▶ Required task
Copy out the entries below in full and exactly.

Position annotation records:
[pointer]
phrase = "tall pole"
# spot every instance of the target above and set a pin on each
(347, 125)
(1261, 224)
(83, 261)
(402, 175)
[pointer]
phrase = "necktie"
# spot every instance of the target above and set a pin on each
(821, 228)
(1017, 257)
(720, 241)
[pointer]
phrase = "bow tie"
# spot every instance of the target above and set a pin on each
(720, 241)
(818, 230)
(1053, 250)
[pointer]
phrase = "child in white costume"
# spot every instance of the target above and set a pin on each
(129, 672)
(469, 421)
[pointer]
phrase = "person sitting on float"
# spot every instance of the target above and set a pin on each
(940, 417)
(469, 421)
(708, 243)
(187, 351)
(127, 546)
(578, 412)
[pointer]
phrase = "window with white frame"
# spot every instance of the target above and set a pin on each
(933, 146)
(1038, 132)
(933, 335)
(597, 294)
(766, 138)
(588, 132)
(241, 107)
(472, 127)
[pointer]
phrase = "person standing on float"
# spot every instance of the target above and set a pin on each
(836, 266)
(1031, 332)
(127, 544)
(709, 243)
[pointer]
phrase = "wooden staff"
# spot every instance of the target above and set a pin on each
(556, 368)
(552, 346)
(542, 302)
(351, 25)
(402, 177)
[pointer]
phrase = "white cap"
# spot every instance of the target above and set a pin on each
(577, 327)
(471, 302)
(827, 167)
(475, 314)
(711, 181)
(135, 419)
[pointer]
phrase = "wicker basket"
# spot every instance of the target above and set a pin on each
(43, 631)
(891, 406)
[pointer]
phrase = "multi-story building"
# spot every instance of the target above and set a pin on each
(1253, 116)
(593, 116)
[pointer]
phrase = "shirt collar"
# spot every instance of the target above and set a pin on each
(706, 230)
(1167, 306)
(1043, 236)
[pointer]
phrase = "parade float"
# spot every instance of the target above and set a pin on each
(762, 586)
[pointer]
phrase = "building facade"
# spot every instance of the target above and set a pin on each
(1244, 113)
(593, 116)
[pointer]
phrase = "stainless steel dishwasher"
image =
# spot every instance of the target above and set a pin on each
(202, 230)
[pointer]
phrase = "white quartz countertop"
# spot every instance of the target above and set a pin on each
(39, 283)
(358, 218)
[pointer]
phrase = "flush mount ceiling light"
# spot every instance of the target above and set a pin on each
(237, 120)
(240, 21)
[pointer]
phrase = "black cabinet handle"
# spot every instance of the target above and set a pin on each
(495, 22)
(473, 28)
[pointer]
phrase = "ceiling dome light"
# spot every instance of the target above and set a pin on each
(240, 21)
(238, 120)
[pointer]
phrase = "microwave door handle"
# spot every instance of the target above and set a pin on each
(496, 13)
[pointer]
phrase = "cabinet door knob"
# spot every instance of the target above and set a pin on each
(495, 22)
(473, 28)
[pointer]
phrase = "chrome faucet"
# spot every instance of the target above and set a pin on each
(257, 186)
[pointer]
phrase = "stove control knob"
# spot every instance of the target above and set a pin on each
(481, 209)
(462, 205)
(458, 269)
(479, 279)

▶ Solution to the problem
[pointer]
phrase = "tall pole"
# spot every instance of the target above and set a pin on each
(347, 125)
(1261, 224)
(83, 261)
(402, 175)
[pointer]
phrase = "necktie"
# spot every instance of the target above and set a pin on each
(821, 228)
(1017, 257)
(720, 241)
[pointer]
phrase = "bow tie"
# spot every instance of the target above and set a pin on each
(720, 241)
(818, 230)
(1053, 250)
[pointer]
phrase = "child in white costume"
# spot every instance of the target above and set a pin on each
(129, 672)
(469, 421)
[pointer]
phrase = "person sitting on float"
# spot every instance of the target above and set a pin on each
(940, 417)
(469, 421)
(708, 243)
(187, 351)
(127, 546)
(578, 412)
[pointer]
phrase = "window with white frame"
# spot every instance of the target above and set a pin on each
(933, 146)
(1038, 132)
(933, 335)
(597, 294)
(766, 138)
(588, 132)
(241, 107)
(472, 127)
[pointer]
phrase = "person standing on float"
# spot every instance of the target above and set a pin on each
(836, 266)
(1031, 332)
(127, 544)
(709, 243)
[pointer]
phrase = "wooden staff"
# spot every instance of the target above and set a pin on each
(556, 368)
(552, 346)
(542, 302)
(351, 25)
(402, 177)
[pointer]
phrase = "white cap"
# spot every instance of the target above and set a pin on each
(577, 327)
(471, 302)
(827, 167)
(475, 314)
(711, 181)
(135, 419)
[pointer]
phrase = "wicker basket"
# spot every instance of the target above and set a pin on each
(43, 631)
(891, 406)
[pointer]
phrase = "multi-story building"
# spot every instance of the target above and set a pin on each
(1253, 116)
(593, 116)
[pointer]
phrase = "shirt collar"
# spot every instance of the target above and set a pin on each
(706, 230)
(1167, 306)
(1043, 236)
[pointer]
phrase = "parade float"
# spot every instance of the target above and set a pin on each
(762, 586)
[pointer]
phrase = "building facade"
# spot every instance of the target above and set a pin on each
(1244, 113)
(593, 116)
[pointer]
phrase = "stainless steel dishwasher"
image =
# spot every instance of the target above and set a pin on each
(202, 230)
[pointer]
phrase = "white quartz countertop"
# spot every instance of the target above and set a pin on each
(39, 283)
(358, 218)
[pointer]
phrase = "flush mount ceiling light"
# spot every instance of the target above and set a pin on each
(237, 120)
(240, 21)
[pointer]
phrase = "black cabinet handle"
# spot every instance of the target above and set a pin on each
(495, 22)
(473, 28)
[pointer]
phrase = "ceiling dome light"
# spot every instance of the target above and set a pin on each
(240, 21)
(238, 120)
[pointer]
phrase = "microwave door handle"
# spot every instance of the target above and set a pin on each
(496, 13)
[pointer]
phrase = "cabinet door knob"
# spot every instance of the target above and set a pin on each
(495, 22)
(473, 28)
[pointer]
phrase = "chrome faucet"
# spot every instance of the target above and set a pin on each
(257, 186)
[pointer]
phrase = "stove control knob"
# spot every instance of the target above and set a pin on each
(481, 209)
(462, 205)
(458, 269)
(479, 279)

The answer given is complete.